Do this:
Rewrite all of the lines below, swapping "population tally" for "inventory count" everywhere it appears and changing nothing else. Leave out the pictures.
## begin Provided records
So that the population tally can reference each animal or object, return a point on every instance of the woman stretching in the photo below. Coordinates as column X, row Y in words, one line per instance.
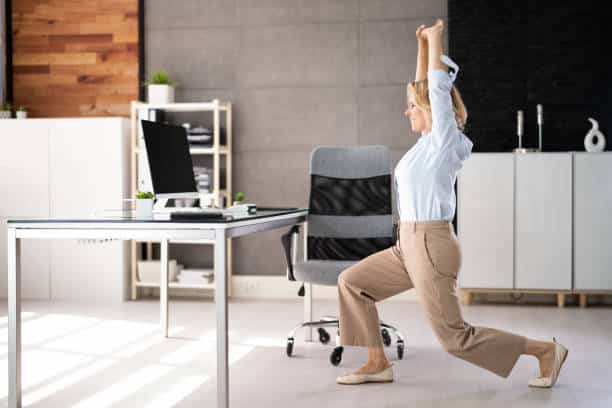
column 426, row 255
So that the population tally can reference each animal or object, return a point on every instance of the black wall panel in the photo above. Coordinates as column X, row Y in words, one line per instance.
column 516, row 54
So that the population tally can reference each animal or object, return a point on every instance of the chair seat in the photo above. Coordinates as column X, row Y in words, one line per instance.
column 320, row 272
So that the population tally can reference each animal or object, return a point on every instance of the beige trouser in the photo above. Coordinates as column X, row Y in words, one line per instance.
column 426, row 257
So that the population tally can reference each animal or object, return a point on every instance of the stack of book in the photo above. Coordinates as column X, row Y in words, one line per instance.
column 203, row 176
column 193, row 276
column 203, row 136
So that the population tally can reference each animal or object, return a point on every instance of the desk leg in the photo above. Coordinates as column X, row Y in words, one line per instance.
column 221, row 305
column 14, row 316
column 163, row 287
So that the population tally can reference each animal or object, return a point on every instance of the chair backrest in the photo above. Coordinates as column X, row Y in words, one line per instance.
column 350, row 215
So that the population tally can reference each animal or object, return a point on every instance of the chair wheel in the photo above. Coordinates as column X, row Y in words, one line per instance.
column 289, row 347
column 336, row 356
column 386, row 337
column 400, row 350
column 323, row 335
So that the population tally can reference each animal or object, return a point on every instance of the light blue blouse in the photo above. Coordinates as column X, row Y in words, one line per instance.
column 425, row 176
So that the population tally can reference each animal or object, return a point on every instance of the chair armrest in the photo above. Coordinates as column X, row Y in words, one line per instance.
column 288, row 241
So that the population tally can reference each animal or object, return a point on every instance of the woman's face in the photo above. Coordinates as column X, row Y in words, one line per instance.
column 415, row 115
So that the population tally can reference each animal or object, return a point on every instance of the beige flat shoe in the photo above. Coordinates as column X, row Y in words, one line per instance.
column 559, row 358
column 383, row 376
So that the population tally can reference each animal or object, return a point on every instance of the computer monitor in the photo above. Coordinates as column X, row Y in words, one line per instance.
column 169, row 160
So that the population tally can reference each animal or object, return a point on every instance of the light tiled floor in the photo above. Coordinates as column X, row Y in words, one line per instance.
column 113, row 356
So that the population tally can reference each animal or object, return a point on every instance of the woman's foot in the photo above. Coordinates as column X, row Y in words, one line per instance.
column 551, row 361
column 373, row 367
column 546, row 359
column 375, row 373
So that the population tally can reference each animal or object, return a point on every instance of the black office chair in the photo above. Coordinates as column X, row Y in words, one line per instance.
column 349, row 218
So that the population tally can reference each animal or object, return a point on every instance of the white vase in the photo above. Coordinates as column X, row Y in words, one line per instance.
column 594, row 134
column 144, row 208
column 160, row 94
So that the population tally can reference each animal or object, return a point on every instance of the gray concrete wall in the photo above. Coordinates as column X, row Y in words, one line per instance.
column 301, row 73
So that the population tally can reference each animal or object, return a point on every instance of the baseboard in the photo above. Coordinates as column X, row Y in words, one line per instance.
column 278, row 287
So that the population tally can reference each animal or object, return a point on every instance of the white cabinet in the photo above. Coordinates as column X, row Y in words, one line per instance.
column 485, row 220
column 24, row 165
column 592, row 221
column 24, row 191
column 65, row 168
column 88, row 171
column 543, row 246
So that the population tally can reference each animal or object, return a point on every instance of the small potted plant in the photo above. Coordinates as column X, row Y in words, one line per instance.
column 5, row 111
column 144, row 204
column 238, row 198
column 160, row 88
column 21, row 112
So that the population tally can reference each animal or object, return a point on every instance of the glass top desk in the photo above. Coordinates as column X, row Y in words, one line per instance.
column 127, row 228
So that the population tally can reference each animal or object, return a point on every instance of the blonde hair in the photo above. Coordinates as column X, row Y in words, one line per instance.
column 420, row 91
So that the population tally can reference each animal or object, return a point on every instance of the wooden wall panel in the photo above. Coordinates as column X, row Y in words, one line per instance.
column 75, row 57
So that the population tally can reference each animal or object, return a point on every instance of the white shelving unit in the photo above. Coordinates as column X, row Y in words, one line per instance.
column 142, row 110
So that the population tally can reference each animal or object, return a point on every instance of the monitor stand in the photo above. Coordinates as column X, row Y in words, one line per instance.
column 161, row 203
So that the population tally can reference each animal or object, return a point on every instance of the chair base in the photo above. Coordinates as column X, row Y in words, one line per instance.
column 324, row 337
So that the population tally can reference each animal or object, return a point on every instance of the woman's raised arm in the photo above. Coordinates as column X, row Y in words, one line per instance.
column 439, row 84
column 421, row 73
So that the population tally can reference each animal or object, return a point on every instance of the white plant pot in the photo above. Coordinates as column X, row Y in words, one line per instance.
column 144, row 208
column 160, row 94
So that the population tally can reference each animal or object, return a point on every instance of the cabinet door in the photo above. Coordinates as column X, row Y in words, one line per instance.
column 592, row 221
column 485, row 220
column 24, row 165
column 24, row 192
column 543, row 251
## end Provided records
Response:
So that the inventory count can reference each animal or object, return a point on every instance of the woman stretching in the photo below. Coordinates as column X, row Y in words, one line per instance.
column 426, row 255
So that the inventory count can reference each animal or object, return a point on every instance of the black wall panel in the photo above. Coordinates as column X, row Y in words, one line per instance.
column 516, row 54
So that the inventory count can reference each animal or object, return a point on every instance of the chair seat in the photo above. Coordinates as column X, row Y in words, one line per instance.
column 320, row 272
So that the inventory count can reference each animal or object, return a point on every instance of the beige trouser in the photo above. Coordinates as column X, row Y in words, one line per instance.
column 426, row 257
So that the inventory count can reference each animal or object, return a point on every instance of the stack of book in the photo above. Coordinates as column X, row Y in words, one line per instance.
column 203, row 176
column 193, row 276
column 203, row 136
So that the inventory count can reference each animal or object, return a point on every instance of the desk leg in the photo above. Coordinates as column X, row Y in words, one line per instance.
column 221, row 305
column 14, row 316
column 163, row 287
So that the inventory count can reference each animal or object, return a point on every instance of the chair backrest in the photo above. Coordinates as column X, row Y in words, one line per instance.
column 350, row 215
So that the inventory count can reference each animal or object, return a point on every instance of the chair wheel in the photo above. Coordinates as column X, row Y in words, one line per instance.
column 289, row 347
column 336, row 356
column 386, row 337
column 400, row 350
column 323, row 335
So that the inventory count can reference each animal or object, return a point on every instance of the light blue blouse in the photo above. Coordinates as column X, row Y in words, one line per instance.
column 425, row 176
So that the inventory count can reference each animal or object, return a point on every instance of the chair armrest in the photo above. Coordinates as column X, row Y in words, one line per instance.
column 288, row 241
So that the inventory count can reference each animal or object, return a point on every instance of the woman's face in the photo above. Coordinates as column X, row Y in words, one line per instance.
column 415, row 115
So that the inventory count can reference each animal or object, return a point on every instance of the beige flat shoe in the photo above. Coordinates as column X, row Y in words, one line per instance.
column 559, row 358
column 383, row 376
So that the inventory count can reference each animal or object, return a point on every instance of the computer monitor in the photo above. Coordinates as column X, row Y in words, one line per instance.
column 169, row 160
So that the inventory count can reference each animal or object, return a point on every instance of the light tiled floor in the photo above. Coordinates as column X, row Y in words, one line per instance.
column 113, row 356
So that the inventory count can reference each animal or object, return a point on every instance of the woman's foot in the photo above. Coordinates as column X, row Y in words, one line per instance.
column 551, row 361
column 373, row 367
column 546, row 359
column 375, row 373
So that the inventory count can reference each animal or object, return a point on every instance of the black office chair in the photo above. Coordinates as column X, row Y in words, one line per instance.
column 349, row 218
So that the inventory count can reference each animal or object, return a point on every instance of the white vase in the photo above. Coordinates as column X, row Y in words, one line per instance.
column 594, row 134
column 144, row 208
column 160, row 94
So that the inventory count can reference each animal or object, return a point on every instance of the gray concrete wall in the photo above. Coordinates as column X, row Y in words, one line per instance.
column 301, row 73
So that the inventory count can reference each animal or object, return a point on every instance of the baseboard in the photo above. Coordinates as column X, row Y in words, one line per instance.
column 278, row 287
So that the inventory count can reference each animal or object, return a point on every instance of the white cabinet in the photo above. Coordinates as column X, row Y in words, one line per instance.
column 485, row 220
column 24, row 165
column 592, row 221
column 24, row 191
column 65, row 168
column 88, row 171
column 543, row 246
So that the inventory count can reference each animal or object, return a point on every instance of the small potted plant in the photo above. Coordinates as column X, row Y in words, one line per instance.
column 5, row 111
column 144, row 204
column 238, row 198
column 160, row 88
column 21, row 112
So that the inventory count can reference each animal or object, return a point on every instance of the glass top desk in the photo above. Coordinates as column X, row Y in words, one line per instance.
column 127, row 228
So that the inventory count can reference each animal or object, return a point on every instance of the blonde hair in the photo above. Coordinates as column X, row Y in words, one line per instance.
column 420, row 91
So that the inventory count can reference each animal or object, return a point on every instance of the wooden wall panel in the photo above. Coordinates as column X, row Y in words, one line per instance.
column 75, row 57
So that the inventory count can reference each animal or object, return a point on every instance of the white shelving unit in the photo above. Coordinates as column X, row Y in words, one line per instance.
column 142, row 110
So that the inventory count can reference each animal or object, return a point on every instance of the monitor stand in the photo above. Coordinates as column X, row Y in words, one line per instance.
column 161, row 203
So that the inventory count can reference each animal or object, return a point on every instance of the chair base in the photo above. Coordinates as column X, row Y in words, one line per instance.
column 324, row 337
So that the inventory count can reference each animal or object, return a point on every instance of the woman's raised arm in the photo above. Coordinates as column X, row Y in words, one line per instance.
column 439, row 84
column 421, row 73
So that the inventory count can reference each animal or object, return a point on every instance of the white plant pot in the photo above. Coordinates as column X, row Y in words, one line per instance.
column 144, row 208
column 160, row 94
So that the inventory count can reference each animal or object, return a point on every instance of the cabinet door in the photo above. Coordinates as column X, row Y in words, one line per instance.
column 592, row 221
column 485, row 220
column 24, row 165
column 24, row 192
column 543, row 251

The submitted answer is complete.